Object point labels:
━━━━━━━━━━━━━━━━

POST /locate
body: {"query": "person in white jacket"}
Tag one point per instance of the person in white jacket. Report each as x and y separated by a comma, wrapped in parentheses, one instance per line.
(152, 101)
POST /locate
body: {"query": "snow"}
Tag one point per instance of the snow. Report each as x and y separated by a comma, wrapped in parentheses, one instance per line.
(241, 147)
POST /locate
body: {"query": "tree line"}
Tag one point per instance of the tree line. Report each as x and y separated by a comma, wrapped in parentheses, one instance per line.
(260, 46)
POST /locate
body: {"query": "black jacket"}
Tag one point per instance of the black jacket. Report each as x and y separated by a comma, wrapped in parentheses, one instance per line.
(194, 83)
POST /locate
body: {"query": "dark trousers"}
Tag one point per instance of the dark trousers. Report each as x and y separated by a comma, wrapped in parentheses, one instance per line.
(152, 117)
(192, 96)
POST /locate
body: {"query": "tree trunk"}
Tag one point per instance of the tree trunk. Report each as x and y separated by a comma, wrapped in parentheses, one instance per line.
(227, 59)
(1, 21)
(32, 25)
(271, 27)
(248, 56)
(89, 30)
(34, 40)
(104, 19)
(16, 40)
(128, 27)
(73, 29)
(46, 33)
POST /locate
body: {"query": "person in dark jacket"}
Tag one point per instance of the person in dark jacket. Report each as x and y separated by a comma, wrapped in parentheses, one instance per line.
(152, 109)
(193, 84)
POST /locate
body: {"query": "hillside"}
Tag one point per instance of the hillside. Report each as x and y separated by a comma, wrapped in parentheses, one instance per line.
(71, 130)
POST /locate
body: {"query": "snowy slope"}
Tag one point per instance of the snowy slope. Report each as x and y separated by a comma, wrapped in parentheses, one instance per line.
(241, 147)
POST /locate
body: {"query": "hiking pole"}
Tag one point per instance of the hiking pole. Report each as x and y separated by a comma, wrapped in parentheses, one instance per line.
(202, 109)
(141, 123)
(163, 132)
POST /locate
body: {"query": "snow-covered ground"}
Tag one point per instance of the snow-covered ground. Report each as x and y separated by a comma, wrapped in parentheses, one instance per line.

━━━━━━━━━━━━━━━━

What this task involves:
Exactly reproduce every record.

Output for this exercise:
POST /locate
body: {"query": "person in white jacket"}
Tag one point per instance of the person in white jacket. Report each as x and y separated by a comma, wrapped in parentheses, one instance per line.
(152, 101)
POST /locate
body: {"query": "snow"}
Tag one point per instance of the snow. Report each as x and y separated by a comma, wrapped in parentheses, one instance per line.
(241, 147)
POST /locate
body: {"query": "tree line"}
Tag one point per instance of the tree line. Report each as x and y separated by a comma, wrapped in parentheses, one instance per line.
(260, 46)
POST /locate
body: {"query": "black jacket"}
Tag one point per instance of the black jacket. Report each as x and y separated by a comma, wrapped in parentheses, one instance per line.
(194, 83)
POST /locate
body: {"query": "dark trousers"}
Tag one point per instance of the dark trousers. Report each as x and y separated by a comma, wrapped in parentheses, one instance per line.
(152, 117)
(192, 96)
POST /locate
body: {"query": "tree trunk"}
Tag one point per instance of the tree trunk. Report each as x and y separated by a comma, wrapped in parentheses, one instance per line.
(227, 59)
(1, 21)
(32, 25)
(271, 27)
(248, 56)
(89, 30)
(34, 40)
(104, 19)
(16, 40)
(128, 27)
(73, 29)
(46, 33)
POST /locate
body: {"query": "person in dark jacket"}
Tag one point per instance of the person in dark jacket. Report each as x and y separated by a comma, wrapped in parentheses, one instance per line.
(152, 109)
(193, 84)
POST /locate
body: {"query": "hillside"}
Tag one point per instance of the hillside. Report each as x and y separated by a comma, wrapped in parentheses, one instance per line.
(71, 130)
POST /locate
body: {"query": "snowy slope"}
Tag one point per instance of the snowy slope. Report each as x and y separated by a comma, wrapped in parentheses, one instance per line.
(241, 147)
POST /locate
body: {"query": "hiking pole"}
Tag one point per instance of the hiking pole. Report each as x and y separated by a comma, wrapped in parentheses, one instance per line.
(202, 109)
(141, 123)
(163, 132)
POST /locate
body: {"query": "snow-covered ground"}
Tag one point per instance of the snow-covered ground. Report each as x and y separated by a comma, wrapped in parentheses, one instance per line.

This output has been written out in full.